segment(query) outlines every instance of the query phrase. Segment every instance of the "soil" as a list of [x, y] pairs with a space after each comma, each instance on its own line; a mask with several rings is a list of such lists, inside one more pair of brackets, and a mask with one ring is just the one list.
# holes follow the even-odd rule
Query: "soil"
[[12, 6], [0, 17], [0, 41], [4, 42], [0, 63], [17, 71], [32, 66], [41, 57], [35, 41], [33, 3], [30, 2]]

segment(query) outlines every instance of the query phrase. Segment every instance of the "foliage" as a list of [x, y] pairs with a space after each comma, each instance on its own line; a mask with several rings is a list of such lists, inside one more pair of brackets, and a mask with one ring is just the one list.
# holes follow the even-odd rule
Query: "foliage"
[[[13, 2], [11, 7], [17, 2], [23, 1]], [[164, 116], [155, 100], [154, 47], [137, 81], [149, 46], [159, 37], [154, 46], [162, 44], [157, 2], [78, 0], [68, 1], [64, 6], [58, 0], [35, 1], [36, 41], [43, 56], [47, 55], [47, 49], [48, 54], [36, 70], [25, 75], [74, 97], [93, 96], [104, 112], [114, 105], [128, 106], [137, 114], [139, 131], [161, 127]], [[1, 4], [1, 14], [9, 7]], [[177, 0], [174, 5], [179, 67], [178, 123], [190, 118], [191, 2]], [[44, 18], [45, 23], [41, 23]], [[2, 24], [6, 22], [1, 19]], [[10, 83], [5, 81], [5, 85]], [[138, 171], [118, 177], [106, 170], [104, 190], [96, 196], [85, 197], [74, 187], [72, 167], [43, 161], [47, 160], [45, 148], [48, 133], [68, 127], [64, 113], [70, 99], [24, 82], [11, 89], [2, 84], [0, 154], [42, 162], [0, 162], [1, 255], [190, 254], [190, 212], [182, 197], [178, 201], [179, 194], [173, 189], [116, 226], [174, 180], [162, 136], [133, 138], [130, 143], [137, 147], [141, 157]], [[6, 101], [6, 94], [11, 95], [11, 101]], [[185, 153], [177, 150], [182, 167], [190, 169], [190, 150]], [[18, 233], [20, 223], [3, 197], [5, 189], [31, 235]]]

→ EXERCISE PROMPT
Copy out the rows above, character for character, from the very start of the rows through the line containing "[33, 3], [30, 2]]", inclusive.

→ TASK ANSWER
segment(query) outlines every instance of the query phrase. Segment every instance of the "soil" as a list of [x, y] pairs with a space after each comma, each instance on its own line; a mask with several rings is a list of such lists, inside one more pair of brackets, and a mask with one ring is just the one list.
# holes follow the even-odd rule
Query: "soil"
[[12, 6], [0, 17], [0, 41], [4, 42], [0, 63], [17, 71], [32, 66], [41, 57], [35, 41], [33, 3], [30, 2]]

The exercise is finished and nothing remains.